(Given instruction) Copy out each line in the lines below that contains the word "tassel".

(Extracted data)

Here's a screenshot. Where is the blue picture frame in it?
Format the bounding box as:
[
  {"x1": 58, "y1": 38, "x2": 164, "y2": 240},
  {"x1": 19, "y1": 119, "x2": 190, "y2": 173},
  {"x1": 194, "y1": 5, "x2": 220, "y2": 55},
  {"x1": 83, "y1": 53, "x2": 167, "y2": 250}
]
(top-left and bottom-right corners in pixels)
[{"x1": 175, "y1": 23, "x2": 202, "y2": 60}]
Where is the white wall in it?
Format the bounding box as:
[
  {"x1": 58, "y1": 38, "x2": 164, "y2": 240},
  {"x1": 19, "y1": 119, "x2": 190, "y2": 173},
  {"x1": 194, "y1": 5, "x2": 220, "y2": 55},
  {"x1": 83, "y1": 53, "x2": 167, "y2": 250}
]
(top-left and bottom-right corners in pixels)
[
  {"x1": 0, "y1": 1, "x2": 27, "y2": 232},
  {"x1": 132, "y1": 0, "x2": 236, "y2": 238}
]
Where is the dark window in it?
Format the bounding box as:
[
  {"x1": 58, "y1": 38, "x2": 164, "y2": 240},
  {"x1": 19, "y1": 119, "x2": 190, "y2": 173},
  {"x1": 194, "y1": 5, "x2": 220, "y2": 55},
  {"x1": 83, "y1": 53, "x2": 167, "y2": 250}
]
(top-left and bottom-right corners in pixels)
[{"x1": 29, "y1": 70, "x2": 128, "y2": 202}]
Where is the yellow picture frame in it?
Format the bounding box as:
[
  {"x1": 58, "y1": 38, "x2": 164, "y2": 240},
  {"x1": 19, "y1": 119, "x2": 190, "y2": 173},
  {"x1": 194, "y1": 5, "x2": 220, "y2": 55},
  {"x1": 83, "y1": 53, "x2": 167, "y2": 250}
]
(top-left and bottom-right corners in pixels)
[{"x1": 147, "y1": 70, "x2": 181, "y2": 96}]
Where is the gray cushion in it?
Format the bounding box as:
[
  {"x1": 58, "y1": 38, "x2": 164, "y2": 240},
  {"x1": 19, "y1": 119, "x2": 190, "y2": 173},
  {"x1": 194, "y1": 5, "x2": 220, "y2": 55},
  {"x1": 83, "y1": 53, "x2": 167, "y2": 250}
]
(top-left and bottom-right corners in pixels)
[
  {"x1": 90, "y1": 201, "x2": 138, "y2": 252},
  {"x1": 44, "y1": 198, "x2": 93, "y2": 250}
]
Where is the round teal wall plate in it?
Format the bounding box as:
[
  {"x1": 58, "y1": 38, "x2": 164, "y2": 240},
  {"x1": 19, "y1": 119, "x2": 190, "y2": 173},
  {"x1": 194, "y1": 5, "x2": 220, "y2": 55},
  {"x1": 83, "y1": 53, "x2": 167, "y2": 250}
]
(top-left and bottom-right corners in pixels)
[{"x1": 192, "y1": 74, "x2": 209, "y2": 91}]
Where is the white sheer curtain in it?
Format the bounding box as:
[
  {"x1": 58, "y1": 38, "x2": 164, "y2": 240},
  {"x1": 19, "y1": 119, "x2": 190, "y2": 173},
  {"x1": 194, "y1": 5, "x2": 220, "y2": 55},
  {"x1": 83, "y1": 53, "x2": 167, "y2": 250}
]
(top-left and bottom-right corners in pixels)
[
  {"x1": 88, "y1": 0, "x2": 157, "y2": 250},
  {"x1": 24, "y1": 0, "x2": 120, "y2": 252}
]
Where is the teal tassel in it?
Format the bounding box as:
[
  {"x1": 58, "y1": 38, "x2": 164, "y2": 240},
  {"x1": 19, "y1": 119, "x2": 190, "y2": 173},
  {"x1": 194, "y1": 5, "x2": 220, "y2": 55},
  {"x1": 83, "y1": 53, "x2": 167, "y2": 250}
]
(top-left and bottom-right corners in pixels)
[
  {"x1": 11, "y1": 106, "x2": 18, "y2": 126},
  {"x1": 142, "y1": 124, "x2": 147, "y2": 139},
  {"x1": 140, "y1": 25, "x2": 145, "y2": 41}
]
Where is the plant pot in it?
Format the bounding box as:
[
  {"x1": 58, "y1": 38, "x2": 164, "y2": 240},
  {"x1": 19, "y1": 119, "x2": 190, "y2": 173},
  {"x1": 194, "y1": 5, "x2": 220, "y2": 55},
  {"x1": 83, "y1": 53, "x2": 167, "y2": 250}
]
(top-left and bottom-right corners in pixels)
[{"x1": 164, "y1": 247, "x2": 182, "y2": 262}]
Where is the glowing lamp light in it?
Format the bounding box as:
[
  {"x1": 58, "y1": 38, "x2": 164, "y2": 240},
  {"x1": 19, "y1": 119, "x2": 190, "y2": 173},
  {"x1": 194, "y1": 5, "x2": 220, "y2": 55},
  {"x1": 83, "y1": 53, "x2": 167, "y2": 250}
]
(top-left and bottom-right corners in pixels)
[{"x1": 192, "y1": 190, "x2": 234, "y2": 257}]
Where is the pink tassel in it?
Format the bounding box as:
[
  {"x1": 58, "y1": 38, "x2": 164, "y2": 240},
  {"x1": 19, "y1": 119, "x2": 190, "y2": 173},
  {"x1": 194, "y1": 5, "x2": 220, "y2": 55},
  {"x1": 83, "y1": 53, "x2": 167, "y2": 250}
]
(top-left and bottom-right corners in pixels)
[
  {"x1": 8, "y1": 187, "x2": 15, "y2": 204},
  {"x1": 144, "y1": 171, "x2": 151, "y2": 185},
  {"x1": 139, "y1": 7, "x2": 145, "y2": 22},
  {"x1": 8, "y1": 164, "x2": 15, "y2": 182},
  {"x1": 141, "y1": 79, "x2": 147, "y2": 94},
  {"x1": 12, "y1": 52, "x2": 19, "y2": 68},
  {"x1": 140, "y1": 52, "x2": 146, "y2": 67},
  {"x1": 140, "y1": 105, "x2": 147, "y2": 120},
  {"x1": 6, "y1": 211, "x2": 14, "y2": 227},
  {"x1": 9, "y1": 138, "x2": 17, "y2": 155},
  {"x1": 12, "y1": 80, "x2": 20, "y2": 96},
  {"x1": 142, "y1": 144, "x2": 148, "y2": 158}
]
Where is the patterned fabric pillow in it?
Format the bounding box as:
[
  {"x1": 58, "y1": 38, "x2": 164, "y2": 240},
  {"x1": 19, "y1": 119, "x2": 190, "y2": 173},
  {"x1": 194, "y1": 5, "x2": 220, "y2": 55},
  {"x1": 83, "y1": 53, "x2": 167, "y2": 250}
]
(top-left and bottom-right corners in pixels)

(Solution)
Where is the teal tassel in it?
Where is the pink tassel in it?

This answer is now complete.